▶ [GIVEN DATA]:

★ ★ ★ ★ ★

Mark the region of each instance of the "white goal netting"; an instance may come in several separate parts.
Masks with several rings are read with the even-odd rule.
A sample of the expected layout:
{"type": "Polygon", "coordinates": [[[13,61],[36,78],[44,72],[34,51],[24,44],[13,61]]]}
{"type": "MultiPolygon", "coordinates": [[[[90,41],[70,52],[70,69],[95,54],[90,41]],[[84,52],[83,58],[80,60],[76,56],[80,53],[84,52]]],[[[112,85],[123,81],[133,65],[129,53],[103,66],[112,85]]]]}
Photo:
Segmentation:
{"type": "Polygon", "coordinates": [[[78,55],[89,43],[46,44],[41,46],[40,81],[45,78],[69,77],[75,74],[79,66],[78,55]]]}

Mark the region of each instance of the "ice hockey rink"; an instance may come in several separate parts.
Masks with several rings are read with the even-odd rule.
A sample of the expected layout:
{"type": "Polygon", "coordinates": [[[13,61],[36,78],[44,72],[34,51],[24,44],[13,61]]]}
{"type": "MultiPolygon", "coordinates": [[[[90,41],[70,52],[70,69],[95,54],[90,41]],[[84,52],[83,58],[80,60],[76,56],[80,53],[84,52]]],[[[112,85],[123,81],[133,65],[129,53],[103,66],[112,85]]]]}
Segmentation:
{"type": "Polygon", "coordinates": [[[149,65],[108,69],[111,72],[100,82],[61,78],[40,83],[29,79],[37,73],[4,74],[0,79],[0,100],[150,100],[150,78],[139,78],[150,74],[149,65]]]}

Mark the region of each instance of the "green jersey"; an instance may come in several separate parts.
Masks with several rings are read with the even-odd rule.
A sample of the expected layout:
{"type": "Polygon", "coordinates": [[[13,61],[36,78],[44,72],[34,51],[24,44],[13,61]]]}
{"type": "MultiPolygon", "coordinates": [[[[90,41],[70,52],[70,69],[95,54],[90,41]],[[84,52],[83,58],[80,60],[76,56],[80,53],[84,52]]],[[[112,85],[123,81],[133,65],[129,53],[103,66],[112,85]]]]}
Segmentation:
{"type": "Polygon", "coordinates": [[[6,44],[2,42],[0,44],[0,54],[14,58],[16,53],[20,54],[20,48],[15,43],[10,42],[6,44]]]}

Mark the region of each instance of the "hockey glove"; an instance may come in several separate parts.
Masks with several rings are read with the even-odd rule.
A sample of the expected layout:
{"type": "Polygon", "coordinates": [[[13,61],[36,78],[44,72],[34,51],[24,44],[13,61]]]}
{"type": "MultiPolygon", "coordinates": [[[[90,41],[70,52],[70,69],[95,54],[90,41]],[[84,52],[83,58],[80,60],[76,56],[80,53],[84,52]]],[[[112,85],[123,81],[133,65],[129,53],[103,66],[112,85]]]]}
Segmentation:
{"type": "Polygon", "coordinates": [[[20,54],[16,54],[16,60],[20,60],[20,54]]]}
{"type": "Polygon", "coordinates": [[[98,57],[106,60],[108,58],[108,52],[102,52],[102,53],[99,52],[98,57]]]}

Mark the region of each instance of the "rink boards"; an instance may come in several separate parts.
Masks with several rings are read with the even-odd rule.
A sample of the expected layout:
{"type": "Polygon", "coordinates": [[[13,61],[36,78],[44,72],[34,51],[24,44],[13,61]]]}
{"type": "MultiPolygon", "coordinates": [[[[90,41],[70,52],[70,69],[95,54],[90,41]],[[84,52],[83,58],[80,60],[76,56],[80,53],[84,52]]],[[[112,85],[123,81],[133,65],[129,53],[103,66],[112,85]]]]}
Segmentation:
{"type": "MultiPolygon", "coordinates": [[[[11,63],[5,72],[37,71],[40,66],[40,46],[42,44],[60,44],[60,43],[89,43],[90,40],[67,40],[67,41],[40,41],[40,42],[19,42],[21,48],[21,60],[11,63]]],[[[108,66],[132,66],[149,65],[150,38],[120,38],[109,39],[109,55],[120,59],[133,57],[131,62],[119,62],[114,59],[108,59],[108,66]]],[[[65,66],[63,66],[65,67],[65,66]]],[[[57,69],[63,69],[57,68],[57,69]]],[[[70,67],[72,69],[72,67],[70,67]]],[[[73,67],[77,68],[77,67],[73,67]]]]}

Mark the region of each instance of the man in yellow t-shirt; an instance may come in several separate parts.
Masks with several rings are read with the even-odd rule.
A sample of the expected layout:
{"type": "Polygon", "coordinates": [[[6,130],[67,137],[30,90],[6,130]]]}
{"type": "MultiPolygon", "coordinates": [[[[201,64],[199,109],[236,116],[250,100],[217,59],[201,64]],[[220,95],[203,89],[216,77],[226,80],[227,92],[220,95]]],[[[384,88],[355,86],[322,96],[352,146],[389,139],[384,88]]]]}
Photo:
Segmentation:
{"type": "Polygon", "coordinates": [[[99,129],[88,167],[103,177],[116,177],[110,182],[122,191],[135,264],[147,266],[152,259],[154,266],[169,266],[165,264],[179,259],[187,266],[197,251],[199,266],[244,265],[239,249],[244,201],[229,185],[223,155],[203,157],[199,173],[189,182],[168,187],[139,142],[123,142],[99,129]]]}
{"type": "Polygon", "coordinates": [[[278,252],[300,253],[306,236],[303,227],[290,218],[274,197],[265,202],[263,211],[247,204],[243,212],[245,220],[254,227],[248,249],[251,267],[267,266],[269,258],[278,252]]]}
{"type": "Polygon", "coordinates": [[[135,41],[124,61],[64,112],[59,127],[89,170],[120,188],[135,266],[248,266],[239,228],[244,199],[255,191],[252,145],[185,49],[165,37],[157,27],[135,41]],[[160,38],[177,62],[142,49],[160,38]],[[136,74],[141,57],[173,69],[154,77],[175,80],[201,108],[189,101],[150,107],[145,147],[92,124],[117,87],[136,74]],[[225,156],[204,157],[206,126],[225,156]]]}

★ ★ ★ ★ ★

▶ [WHAT YOU SHOULD DO]: If a line in the records above has the word "region", copy it.

▶ [RESPONSE]:
Mark the region of each instance of the "white goal netting"; an instance may come in several separate parts.
Mark the region of each instance of the "ice hockey rink"; an instance may come in several separate parts.
Mark the region of each instance of the "green jersey"; an instance may come in several separate parts.
Mark the region of each instance of the "hockey glove"; an instance may come in several separate parts.
Mark the region of each instance of the "rink boards"; an instance may come in several separate parts.
Mark the region of each instance of the man in yellow t-shirt; an instance may come in several separate parts.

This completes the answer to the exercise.